(GIVEN INFORMATION)

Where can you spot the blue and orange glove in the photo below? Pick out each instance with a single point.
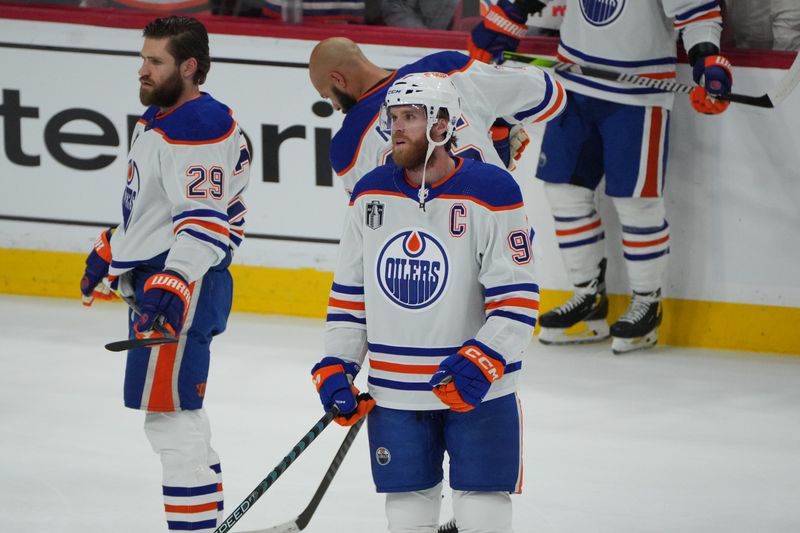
(509, 142)
(499, 31)
(464, 378)
(95, 283)
(333, 378)
(165, 300)
(712, 73)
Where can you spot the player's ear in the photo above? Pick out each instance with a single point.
(338, 79)
(189, 68)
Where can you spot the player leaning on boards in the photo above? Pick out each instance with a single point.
(182, 220)
(619, 131)
(493, 97)
(434, 284)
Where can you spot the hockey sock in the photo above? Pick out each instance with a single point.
(191, 488)
(645, 241)
(579, 230)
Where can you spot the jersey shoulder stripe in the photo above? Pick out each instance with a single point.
(486, 185)
(199, 121)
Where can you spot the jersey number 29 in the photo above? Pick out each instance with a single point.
(205, 182)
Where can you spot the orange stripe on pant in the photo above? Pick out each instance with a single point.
(188, 509)
(161, 399)
(650, 188)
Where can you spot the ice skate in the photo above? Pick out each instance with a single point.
(582, 319)
(638, 327)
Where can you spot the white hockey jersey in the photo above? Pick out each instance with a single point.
(635, 37)
(517, 95)
(187, 170)
(412, 287)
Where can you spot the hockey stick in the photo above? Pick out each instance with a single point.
(276, 472)
(772, 98)
(301, 521)
(165, 337)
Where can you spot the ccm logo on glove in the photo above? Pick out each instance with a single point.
(490, 367)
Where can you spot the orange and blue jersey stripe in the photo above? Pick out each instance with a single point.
(204, 224)
(518, 301)
(346, 304)
(709, 11)
(411, 367)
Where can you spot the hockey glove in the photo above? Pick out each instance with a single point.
(166, 297)
(364, 405)
(501, 30)
(333, 378)
(712, 73)
(95, 282)
(509, 142)
(464, 378)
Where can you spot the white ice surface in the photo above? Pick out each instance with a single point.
(670, 440)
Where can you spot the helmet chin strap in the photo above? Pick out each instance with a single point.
(423, 191)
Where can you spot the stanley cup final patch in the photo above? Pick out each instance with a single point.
(374, 214)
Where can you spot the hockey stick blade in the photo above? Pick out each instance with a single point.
(130, 344)
(448, 527)
(301, 521)
(769, 100)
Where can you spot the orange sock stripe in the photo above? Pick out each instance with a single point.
(527, 303)
(188, 509)
(161, 398)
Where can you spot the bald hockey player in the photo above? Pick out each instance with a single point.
(435, 287)
(182, 220)
(618, 131)
(497, 104)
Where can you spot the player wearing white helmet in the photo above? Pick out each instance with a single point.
(435, 287)
(502, 99)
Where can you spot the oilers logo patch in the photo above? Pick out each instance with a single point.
(412, 269)
(374, 214)
(131, 192)
(601, 12)
(383, 456)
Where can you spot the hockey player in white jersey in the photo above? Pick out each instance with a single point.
(620, 132)
(494, 98)
(182, 219)
(434, 285)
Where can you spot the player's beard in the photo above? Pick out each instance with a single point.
(410, 155)
(346, 102)
(163, 95)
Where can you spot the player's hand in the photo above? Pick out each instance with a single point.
(713, 75)
(333, 378)
(464, 378)
(95, 282)
(499, 31)
(364, 404)
(166, 295)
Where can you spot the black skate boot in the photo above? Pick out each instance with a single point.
(582, 319)
(638, 327)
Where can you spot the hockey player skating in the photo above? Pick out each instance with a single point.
(434, 285)
(182, 219)
(499, 99)
(619, 131)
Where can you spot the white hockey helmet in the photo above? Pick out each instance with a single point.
(432, 90)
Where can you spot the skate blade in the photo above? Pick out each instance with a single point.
(586, 332)
(620, 345)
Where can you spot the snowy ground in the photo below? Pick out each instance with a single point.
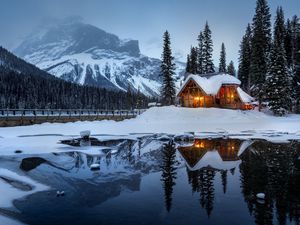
(210, 122)
(172, 120)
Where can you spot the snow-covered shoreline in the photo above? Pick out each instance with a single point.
(171, 120)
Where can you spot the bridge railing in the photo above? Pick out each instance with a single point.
(5, 113)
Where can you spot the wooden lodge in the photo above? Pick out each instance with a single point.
(215, 90)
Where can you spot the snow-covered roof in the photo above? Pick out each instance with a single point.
(210, 84)
(213, 159)
(244, 96)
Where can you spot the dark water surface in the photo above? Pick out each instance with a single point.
(153, 181)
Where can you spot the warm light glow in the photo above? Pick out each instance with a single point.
(199, 144)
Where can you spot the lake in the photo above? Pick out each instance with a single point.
(155, 180)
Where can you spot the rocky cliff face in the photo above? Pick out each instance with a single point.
(87, 55)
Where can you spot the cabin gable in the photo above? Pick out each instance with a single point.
(214, 92)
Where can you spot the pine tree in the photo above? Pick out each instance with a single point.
(288, 44)
(296, 62)
(167, 71)
(208, 65)
(231, 69)
(169, 174)
(244, 60)
(261, 43)
(278, 86)
(222, 65)
(193, 61)
(188, 64)
(200, 53)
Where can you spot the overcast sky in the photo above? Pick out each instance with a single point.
(144, 20)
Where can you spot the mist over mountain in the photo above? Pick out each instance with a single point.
(87, 55)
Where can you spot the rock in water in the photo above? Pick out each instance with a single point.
(95, 166)
(85, 134)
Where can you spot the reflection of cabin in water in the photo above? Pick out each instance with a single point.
(216, 153)
(213, 90)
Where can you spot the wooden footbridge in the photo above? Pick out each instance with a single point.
(18, 117)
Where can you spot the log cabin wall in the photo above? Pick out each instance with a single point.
(227, 97)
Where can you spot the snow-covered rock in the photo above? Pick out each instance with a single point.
(85, 134)
(85, 54)
(260, 195)
(95, 166)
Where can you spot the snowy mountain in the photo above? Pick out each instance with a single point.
(87, 55)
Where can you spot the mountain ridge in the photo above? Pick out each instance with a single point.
(87, 55)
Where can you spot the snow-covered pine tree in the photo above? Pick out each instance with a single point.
(167, 72)
(222, 64)
(278, 85)
(231, 69)
(193, 61)
(188, 67)
(200, 53)
(244, 60)
(288, 44)
(260, 50)
(208, 65)
(296, 62)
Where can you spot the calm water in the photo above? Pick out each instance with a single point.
(153, 181)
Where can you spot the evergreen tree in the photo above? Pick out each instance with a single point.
(278, 87)
(167, 71)
(244, 60)
(296, 62)
(222, 65)
(261, 42)
(288, 44)
(231, 69)
(207, 50)
(169, 174)
(200, 53)
(188, 64)
(193, 61)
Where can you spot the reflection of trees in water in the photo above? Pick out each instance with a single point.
(273, 169)
(224, 180)
(169, 173)
(202, 181)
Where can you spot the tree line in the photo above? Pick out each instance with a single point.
(269, 65)
(21, 91)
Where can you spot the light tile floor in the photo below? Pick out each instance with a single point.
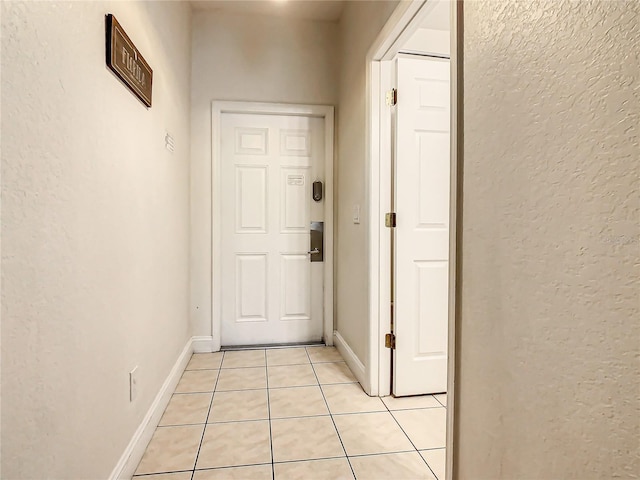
(293, 413)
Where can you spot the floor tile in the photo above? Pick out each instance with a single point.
(239, 405)
(368, 433)
(254, 472)
(436, 460)
(186, 408)
(324, 354)
(296, 402)
(406, 403)
(330, 469)
(333, 373)
(291, 376)
(287, 356)
(304, 438)
(234, 444)
(195, 381)
(166, 476)
(425, 427)
(244, 359)
(205, 361)
(171, 449)
(405, 466)
(442, 398)
(242, 379)
(350, 398)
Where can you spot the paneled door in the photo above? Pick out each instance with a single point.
(272, 292)
(422, 171)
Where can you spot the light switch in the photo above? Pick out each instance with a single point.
(169, 143)
(356, 214)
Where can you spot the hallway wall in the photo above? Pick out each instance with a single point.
(549, 333)
(250, 58)
(95, 229)
(360, 24)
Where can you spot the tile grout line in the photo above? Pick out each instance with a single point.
(411, 441)
(266, 373)
(331, 416)
(195, 463)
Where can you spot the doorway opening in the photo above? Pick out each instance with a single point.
(272, 206)
(421, 37)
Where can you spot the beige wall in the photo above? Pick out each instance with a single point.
(360, 24)
(251, 58)
(95, 225)
(549, 331)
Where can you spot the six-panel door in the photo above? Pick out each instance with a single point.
(271, 292)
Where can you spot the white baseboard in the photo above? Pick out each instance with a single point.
(132, 455)
(204, 345)
(354, 363)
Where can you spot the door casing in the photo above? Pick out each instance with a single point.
(218, 108)
(400, 26)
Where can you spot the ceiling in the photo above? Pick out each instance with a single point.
(321, 10)
(435, 15)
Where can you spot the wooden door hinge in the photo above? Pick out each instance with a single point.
(390, 220)
(390, 341)
(391, 98)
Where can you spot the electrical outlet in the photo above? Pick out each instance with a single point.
(133, 384)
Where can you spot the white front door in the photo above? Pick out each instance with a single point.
(422, 169)
(271, 291)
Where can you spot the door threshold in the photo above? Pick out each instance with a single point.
(231, 348)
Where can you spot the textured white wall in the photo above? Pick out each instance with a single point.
(95, 226)
(360, 25)
(250, 58)
(549, 328)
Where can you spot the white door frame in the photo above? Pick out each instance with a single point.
(319, 111)
(395, 32)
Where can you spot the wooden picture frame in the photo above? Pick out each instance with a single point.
(124, 59)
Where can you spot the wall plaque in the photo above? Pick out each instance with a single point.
(126, 62)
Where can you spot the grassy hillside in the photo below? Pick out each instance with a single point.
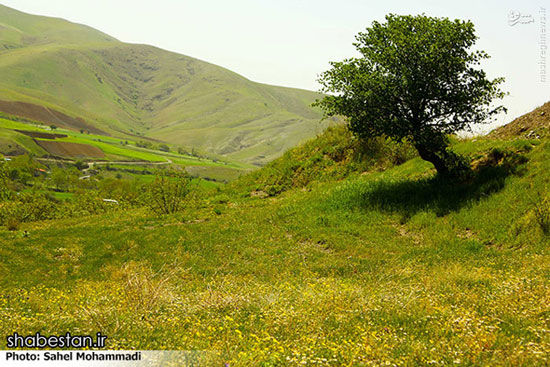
(380, 264)
(21, 137)
(123, 89)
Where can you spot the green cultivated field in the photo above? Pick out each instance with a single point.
(117, 149)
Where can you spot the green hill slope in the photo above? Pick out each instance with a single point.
(120, 88)
(363, 267)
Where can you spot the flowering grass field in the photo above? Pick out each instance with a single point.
(385, 268)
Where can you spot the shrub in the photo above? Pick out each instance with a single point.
(12, 224)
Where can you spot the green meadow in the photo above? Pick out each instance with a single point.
(383, 264)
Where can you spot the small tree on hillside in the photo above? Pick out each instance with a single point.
(417, 80)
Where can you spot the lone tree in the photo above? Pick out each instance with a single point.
(416, 80)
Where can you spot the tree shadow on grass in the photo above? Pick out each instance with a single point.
(434, 194)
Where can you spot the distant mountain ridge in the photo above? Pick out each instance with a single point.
(120, 88)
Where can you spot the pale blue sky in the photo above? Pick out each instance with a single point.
(289, 42)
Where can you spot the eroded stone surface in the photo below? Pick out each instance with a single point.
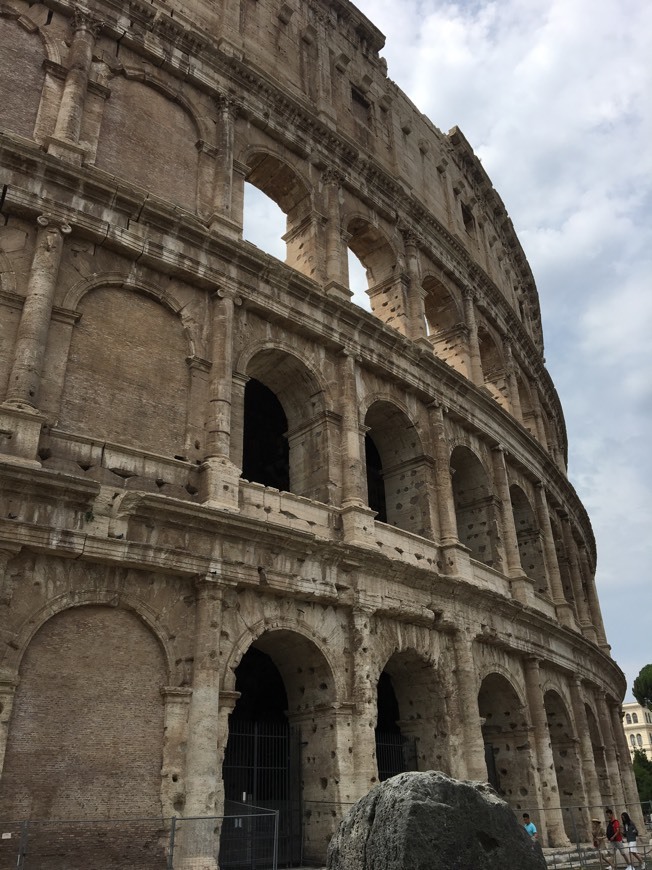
(427, 821)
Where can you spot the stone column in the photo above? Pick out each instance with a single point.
(592, 598)
(632, 802)
(521, 585)
(221, 477)
(564, 612)
(176, 700)
(71, 109)
(29, 352)
(227, 112)
(592, 786)
(8, 684)
(449, 542)
(416, 310)
(576, 578)
(467, 700)
(474, 344)
(357, 518)
(512, 383)
(364, 696)
(538, 415)
(609, 740)
(336, 267)
(202, 771)
(545, 760)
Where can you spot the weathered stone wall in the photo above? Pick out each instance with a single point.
(137, 566)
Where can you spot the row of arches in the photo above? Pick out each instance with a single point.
(91, 674)
(394, 288)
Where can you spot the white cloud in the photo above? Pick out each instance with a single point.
(554, 97)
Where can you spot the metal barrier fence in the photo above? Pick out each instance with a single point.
(245, 838)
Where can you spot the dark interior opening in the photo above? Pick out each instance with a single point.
(262, 693)
(265, 449)
(375, 481)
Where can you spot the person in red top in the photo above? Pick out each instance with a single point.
(615, 838)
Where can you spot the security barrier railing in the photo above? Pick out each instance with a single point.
(244, 838)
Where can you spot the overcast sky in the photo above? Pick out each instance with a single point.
(555, 97)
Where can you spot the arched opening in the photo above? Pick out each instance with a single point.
(86, 734)
(474, 507)
(446, 328)
(562, 561)
(385, 283)
(493, 367)
(138, 113)
(375, 483)
(358, 282)
(265, 450)
(599, 758)
(128, 352)
(281, 184)
(567, 766)
(412, 728)
(395, 468)
(285, 433)
(263, 222)
(530, 543)
(527, 407)
(506, 733)
(281, 750)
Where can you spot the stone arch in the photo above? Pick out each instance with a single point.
(420, 732)
(530, 543)
(505, 731)
(303, 446)
(386, 283)
(293, 664)
(19, 37)
(445, 324)
(129, 353)
(142, 109)
(493, 365)
(108, 598)
(475, 506)
(286, 186)
(568, 770)
(396, 473)
(86, 734)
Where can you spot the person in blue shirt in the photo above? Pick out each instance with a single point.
(530, 827)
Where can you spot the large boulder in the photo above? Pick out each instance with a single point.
(428, 821)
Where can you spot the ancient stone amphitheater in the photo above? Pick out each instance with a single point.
(256, 542)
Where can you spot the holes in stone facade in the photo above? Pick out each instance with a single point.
(474, 506)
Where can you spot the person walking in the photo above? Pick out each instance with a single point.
(615, 838)
(530, 827)
(630, 834)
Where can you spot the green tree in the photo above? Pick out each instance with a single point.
(643, 773)
(642, 688)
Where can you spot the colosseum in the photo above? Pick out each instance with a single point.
(258, 543)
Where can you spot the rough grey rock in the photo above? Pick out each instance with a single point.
(428, 821)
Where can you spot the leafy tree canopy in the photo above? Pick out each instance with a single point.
(642, 688)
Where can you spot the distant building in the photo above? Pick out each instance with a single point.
(638, 728)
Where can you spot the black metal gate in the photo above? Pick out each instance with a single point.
(394, 754)
(262, 767)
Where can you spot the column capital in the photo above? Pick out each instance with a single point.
(55, 223)
(228, 105)
(333, 176)
(82, 19)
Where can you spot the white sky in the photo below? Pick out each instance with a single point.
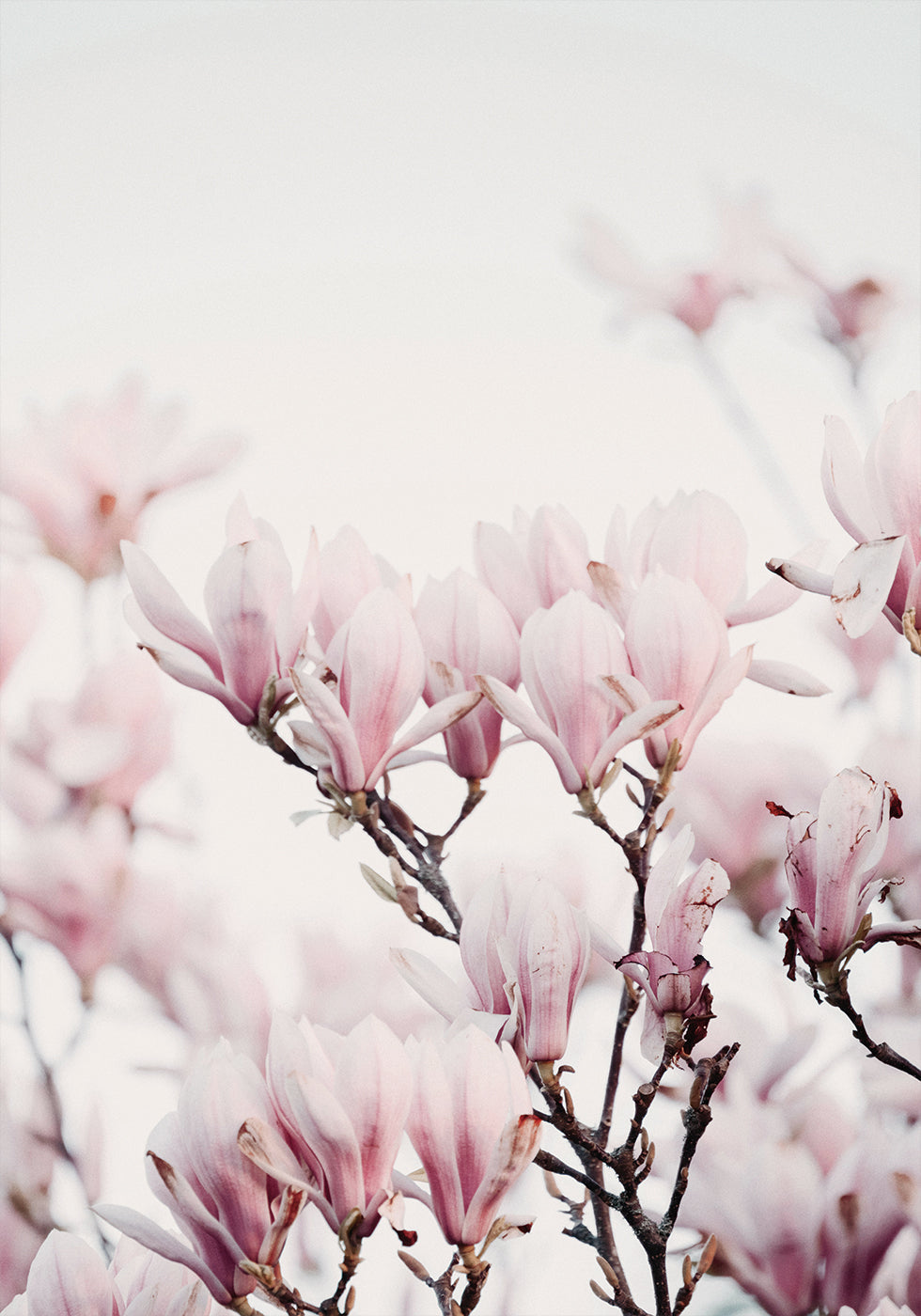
(346, 230)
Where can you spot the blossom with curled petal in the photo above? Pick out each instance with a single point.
(831, 865)
(341, 1104)
(466, 631)
(258, 619)
(229, 1208)
(473, 1127)
(378, 667)
(671, 973)
(566, 653)
(878, 503)
(86, 476)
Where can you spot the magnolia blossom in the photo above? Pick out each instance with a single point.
(226, 1204)
(831, 865)
(378, 668)
(86, 476)
(258, 620)
(695, 537)
(341, 1103)
(878, 502)
(473, 1127)
(69, 887)
(68, 1278)
(566, 653)
(533, 565)
(525, 950)
(466, 631)
(678, 914)
(101, 746)
(678, 647)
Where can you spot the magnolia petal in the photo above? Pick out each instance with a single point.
(164, 609)
(845, 484)
(516, 711)
(862, 582)
(431, 983)
(150, 1234)
(786, 677)
(800, 574)
(345, 759)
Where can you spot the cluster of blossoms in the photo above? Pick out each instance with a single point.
(346, 677)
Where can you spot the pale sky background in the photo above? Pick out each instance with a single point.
(348, 232)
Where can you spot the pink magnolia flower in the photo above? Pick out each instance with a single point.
(86, 476)
(466, 631)
(346, 572)
(878, 502)
(378, 668)
(101, 746)
(227, 1207)
(695, 537)
(535, 565)
(525, 950)
(341, 1103)
(732, 779)
(69, 888)
(258, 620)
(831, 866)
(473, 1127)
(678, 647)
(20, 607)
(678, 914)
(566, 651)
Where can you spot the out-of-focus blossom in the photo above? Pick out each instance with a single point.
(466, 632)
(678, 647)
(101, 746)
(258, 619)
(346, 572)
(86, 476)
(870, 1195)
(878, 502)
(26, 1168)
(68, 1278)
(695, 537)
(536, 563)
(378, 668)
(566, 653)
(227, 1208)
(695, 296)
(723, 793)
(671, 973)
(69, 887)
(831, 866)
(20, 607)
(473, 1127)
(342, 1103)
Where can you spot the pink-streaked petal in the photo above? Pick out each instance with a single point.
(862, 582)
(640, 726)
(150, 1234)
(164, 609)
(516, 711)
(786, 677)
(517, 1147)
(329, 716)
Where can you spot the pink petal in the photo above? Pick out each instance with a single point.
(164, 609)
(862, 583)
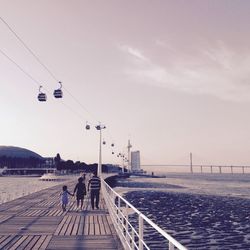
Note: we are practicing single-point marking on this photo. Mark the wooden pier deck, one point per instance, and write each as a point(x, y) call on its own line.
point(36, 221)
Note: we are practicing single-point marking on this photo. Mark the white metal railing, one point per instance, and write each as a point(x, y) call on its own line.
point(133, 227)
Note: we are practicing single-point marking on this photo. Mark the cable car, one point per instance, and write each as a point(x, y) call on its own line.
point(41, 96)
point(58, 92)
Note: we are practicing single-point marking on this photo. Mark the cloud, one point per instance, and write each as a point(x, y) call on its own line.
point(218, 71)
point(135, 53)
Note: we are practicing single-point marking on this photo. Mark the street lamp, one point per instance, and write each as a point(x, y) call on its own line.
point(99, 169)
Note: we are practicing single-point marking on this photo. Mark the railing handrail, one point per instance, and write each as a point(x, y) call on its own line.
point(151, 223)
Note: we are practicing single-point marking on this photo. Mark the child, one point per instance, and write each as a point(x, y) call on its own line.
point(80, 190)
point(64, 198)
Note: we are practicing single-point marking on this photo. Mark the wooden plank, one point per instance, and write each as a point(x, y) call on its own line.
point(76, 225)
point(70, 226)
point(11, 242)
point(19, 242)
point(65, 226)
point(81, 226)
point(40, 241)
point(32, 243)
point(6, 241)
point(46, 242)
point(86, 226)
point(61, 225)
point(25, 242)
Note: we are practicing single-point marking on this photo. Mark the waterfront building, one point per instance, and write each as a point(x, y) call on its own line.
point(135, 161)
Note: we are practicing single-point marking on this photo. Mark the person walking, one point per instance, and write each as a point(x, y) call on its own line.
point(94, 185)
point(64, 197)
point(80, 190)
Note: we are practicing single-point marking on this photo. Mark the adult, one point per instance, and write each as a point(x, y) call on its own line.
point(94, 185)
point(80, 190)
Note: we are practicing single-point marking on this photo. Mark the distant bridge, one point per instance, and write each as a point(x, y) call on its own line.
point(192, 166)
point(24, 170)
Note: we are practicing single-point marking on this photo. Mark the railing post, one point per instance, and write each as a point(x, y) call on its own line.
point(119, 213)
point(141, 229)
point(133, 240)
point(126, 222)
point(170, 246)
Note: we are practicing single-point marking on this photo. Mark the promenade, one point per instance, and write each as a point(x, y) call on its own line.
point(36, 221)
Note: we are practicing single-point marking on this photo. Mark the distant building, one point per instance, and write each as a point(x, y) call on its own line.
point(135, 161)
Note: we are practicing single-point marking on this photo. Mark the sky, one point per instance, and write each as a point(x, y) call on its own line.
point(170, 75)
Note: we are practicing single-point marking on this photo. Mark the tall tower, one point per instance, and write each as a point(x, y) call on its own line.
point(129, 161)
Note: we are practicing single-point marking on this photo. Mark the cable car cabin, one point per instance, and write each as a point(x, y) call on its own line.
point(42, 97)
point(58, 93)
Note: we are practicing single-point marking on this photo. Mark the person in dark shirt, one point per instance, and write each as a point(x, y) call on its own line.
point(94, 185)
point(80, 190)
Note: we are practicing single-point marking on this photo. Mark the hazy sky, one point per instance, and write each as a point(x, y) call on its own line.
point(171, 75)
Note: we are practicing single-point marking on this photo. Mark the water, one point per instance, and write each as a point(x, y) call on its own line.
point(15, 187)
point(202, 211)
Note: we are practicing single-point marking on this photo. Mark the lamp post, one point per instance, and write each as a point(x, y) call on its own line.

(End GIVEN INFORMATION)

### WHAT YOU ARE ASKED TO DO
From the line holding "the water, one" through the last line above, reproduce each line exactly and add nothing.

### TASK RESPONSE
Note: we are practicing single-point marking on this photo. Mark the water, one point per instance, and write each as a point(x, y) call on its own line.
point(15, 187)
point(202, 211)
Note: we are practicing single-point marking on this photo. Mark the lamp post, one point per instance, and write each as a point(x, y) call on its own line.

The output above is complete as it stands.